▶ [Stated exercise 1]
According to the interview, in what year did Sarah Bessey begin blogging?

▶ [Source passage]
»»

Interview with Sarah Bessey, “Jesus Feminist”

Sarah Bessey is a blogger-turned-author whose newly released book, Jesus Feminist, critically analyzes the Scriptures and church practices that are still often used against gender equality, as well as advocates for more diverse experiences and female leadership positions to become part of the contemporary church. We spoke on the phone last week.

So, how did you end up as an advocate for feminism within Christianity? Walk me through your background?

My background is actually in marketing, communications and strategy development — I was in banks and credit unions for most of my career. But I’ve always had such a passion for women’s issues, which led me towards working in the nonprofit sector. I started working for a local residential home for women who are struggling with life control issues, and I still volunteer there now.

I started blogging in 2005 to keep up with family and friends, but I had this deep desire to write through and process what I believed, my questions, and doubts. I found that blogging really gave people like me a place to speak — people who, within established and mainstream religions, haven’t really had a voice because of gatekeepers or normative culture. I’m not an academic and not a typical leader, but now this is my vocation, to publicly wrestle through theology, motherhood, marriage, politics — things that are often hard to discuss in polite company.

A big part of that has included my reclaiming of the word “feminist.” I grew up in an egalitarian home, attending small churches in Canada where women and men were equally active in ministry, and over time I got more actively engaged in women’s issues within evangelicalism, and advocacy for women’s issues around the world. So the book Jesus Feminist grew organically out of my life and my writing.

Why do you think Christians in particular struggle with the term “feminist” so much?

This may be more specific to the United States, but I think a lot of people experience a really steady diet of stereotypes and fear tactics — this culture war thing. And I understand why that would make you fear and misunderstand feminism.

For me, I was in my early 20s when I began to self-identify as a feminist. I loved having women pastors, seeing women on church boards, seeing women pursuing any life they wanted. So it became a natural thing for me to say I’m a feminist. But then, in the church, when I said it, people would be surprised, and ask these questions — “Do you not want to be a wife and a mom? Do you hate men?” — and they’d ask me what “kind” of feminist I was. I just sort of cheekily started saying that I was a Jesus feminist, a feminist because I love Jesus. It’s from my faith that I treat people with equal value, not the other way around.

Has Christianity always been the driving force in your life?

««

▶ [Source records]

»»

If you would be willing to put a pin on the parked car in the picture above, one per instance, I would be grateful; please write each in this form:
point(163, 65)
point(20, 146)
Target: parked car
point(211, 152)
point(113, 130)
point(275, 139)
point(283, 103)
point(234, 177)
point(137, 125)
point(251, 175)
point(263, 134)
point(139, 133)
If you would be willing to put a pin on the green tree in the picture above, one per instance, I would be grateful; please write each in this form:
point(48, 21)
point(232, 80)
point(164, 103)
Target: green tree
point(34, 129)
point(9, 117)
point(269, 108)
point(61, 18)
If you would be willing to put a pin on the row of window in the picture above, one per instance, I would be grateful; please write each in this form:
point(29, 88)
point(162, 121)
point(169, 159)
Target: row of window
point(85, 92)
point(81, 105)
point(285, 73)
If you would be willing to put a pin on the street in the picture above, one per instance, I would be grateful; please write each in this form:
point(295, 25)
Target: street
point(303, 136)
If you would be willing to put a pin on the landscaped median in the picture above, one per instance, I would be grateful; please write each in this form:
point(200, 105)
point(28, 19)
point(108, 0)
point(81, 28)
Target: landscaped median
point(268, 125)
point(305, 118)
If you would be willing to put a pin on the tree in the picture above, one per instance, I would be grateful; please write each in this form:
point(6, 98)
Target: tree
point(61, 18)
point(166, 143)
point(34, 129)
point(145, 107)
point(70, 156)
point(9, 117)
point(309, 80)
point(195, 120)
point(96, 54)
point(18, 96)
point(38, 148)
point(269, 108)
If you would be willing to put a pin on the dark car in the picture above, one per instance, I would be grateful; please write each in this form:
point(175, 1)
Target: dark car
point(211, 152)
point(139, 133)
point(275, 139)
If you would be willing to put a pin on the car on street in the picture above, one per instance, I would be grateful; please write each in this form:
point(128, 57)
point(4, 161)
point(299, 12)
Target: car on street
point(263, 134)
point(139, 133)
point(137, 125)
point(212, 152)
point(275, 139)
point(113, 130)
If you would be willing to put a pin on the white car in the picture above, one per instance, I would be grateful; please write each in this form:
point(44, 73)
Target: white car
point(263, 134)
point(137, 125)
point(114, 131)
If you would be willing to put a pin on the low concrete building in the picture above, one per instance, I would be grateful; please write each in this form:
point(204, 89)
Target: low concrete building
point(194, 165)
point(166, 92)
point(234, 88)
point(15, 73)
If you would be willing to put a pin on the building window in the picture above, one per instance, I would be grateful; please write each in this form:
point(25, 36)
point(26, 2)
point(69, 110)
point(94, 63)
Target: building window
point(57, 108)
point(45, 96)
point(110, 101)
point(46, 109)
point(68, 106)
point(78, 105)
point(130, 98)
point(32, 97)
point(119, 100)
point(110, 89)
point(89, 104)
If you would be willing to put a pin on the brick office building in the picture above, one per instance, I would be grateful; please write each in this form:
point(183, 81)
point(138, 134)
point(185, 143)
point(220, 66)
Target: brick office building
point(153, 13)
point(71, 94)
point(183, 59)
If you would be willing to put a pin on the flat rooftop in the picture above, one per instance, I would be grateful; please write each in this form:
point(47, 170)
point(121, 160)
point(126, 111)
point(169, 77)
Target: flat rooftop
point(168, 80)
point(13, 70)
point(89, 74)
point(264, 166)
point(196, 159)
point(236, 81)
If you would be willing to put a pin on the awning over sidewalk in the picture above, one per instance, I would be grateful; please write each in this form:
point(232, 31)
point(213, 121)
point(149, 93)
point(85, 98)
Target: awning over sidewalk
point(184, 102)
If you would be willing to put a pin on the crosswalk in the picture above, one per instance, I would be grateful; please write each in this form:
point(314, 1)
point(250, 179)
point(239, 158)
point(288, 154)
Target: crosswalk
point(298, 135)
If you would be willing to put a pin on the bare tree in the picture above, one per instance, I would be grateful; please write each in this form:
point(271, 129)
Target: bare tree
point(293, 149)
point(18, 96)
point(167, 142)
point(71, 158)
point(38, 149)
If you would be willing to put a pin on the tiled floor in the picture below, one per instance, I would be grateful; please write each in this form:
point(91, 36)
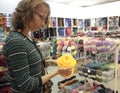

««

▶ [Stated exercise 2]
Reproduce only the records starting at the line that contains "on the street" and ending at the line that contains "point(305, 118)", requests included, adding 102 to each coordinate in the answer points.

▶ [Full solution 1]
2005

▶ [Full solution 2]
If you would be willing to put a pin on the street in the picture above, one per instance, I would be grateful; please write each in this form:
point(295, 25)
Target: street
point(405, 238)
If you would be willing to put a pin on the landscaped median in the picture above, one per instance, I would be grateful; please write each in this form:
point(200, 105)
point(28, 19)
point(108, 0)
point(81, 28)
Target: landscaped median
point(370, 227)
point(407, 220)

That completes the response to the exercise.